[やること]:
ラーメンの記事から、「贅沢な香りはもはやラーメンという名のふぐ料理」を含む言葉で始まり「店は穴場ですね」(田中さん)」で終わる部分を一字も変えずに書き写してください。

[元の文章]:
2016年の12月15日に、本年の活動の千秋楽となるツアーファイナルを終えたサニーデイ・サービスの田中 貴さん。秋からはじまった本連載も月1回のペースで掲載してきましたが、そこには多彩なラーメンと個性的な店主の笑顔がありました。今回は総集編として、その4店の魅力を振り返ってみたいと思います。
贅沢な香りはもはやラーメンという名のふぐ料理
銀座の新生ファッションビルにある「八代目けいすけ」
2016年の春にオープンし、大きな話題となった「東急プラザ銀座」。そのなかにあるのが「ふぐだし潮 八代目けいすけ」です。店名が示すように、ふぐを贅沢に使ったラーメンが看板メニューですが、同店をセレクトした理由を田中さんが教えてくれました。
「買い物などで銀座を訪れた女性が、ゆっくりと楽しめることを観点にチョイスしたのがここ。八代目けいすけは無二といえる上品な味わいもさることながら、テーブル席が豊富にあるので居心地が抜群なんです。女性同士であれば、ラーメンを食べるだけでなくおしゃべりもしたいと思うんですよ。その点でいえば、カウンターだけの店よりもリラックスできる同店は穴場ですね」(田中さん)
ラーメンの特徴はふぐのダシ。しかも、とらふぐ、まふぐ、白さばふぐと3種類使うとともに、提供直前に“追いがつお”ならぬ“追いふぐ”でとらふぐのあらのダシを追加して、より芳醇な風味を際立たせています。

(空間アノテーション記録)
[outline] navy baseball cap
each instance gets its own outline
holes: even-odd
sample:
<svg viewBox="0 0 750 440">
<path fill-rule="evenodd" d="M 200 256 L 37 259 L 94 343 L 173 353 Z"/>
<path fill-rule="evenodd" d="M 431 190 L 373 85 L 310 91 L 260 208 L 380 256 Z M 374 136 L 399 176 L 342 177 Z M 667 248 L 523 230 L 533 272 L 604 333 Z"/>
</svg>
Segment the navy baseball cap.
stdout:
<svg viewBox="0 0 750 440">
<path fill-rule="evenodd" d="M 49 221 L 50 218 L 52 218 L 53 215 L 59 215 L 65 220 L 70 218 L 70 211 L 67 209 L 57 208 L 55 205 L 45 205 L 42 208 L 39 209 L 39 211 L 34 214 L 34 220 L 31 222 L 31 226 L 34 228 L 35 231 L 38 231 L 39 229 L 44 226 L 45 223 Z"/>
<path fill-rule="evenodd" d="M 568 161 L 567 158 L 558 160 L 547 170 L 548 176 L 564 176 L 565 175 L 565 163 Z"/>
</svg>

[回答]:
贅沢な香りはもはやラーメンという名のふぐ料理
銀座の新生ファッションビルにある「八代目けいすけ」
2016年の春にオープンし、大きな話題となった「東急プラザ銀座」。そのなかにあるのが「ふぐだし潮 八代目けいすけ」です。店名が示すように、ふぐを贅沢に使ったラーメンが看板メニューですが、同店をセレクトした理由を田中さんが教えてくれました。
「買い物などで銀座を訪れた女性が、ゆっくりと楽しめることを観点にチョイスしたのがここ。八代目けいすけは無二といえる上品な味わいもさることながら、テーブル席が豊富にあるので居心地が抜群なんです。女性同士であれば、ラーメンを食べるだけでなくおしゃべりもしたいと思うんですよ。その点でいえば、カウンターだけの店よりもリラックスできる同店は穴場ですね」(田中さん)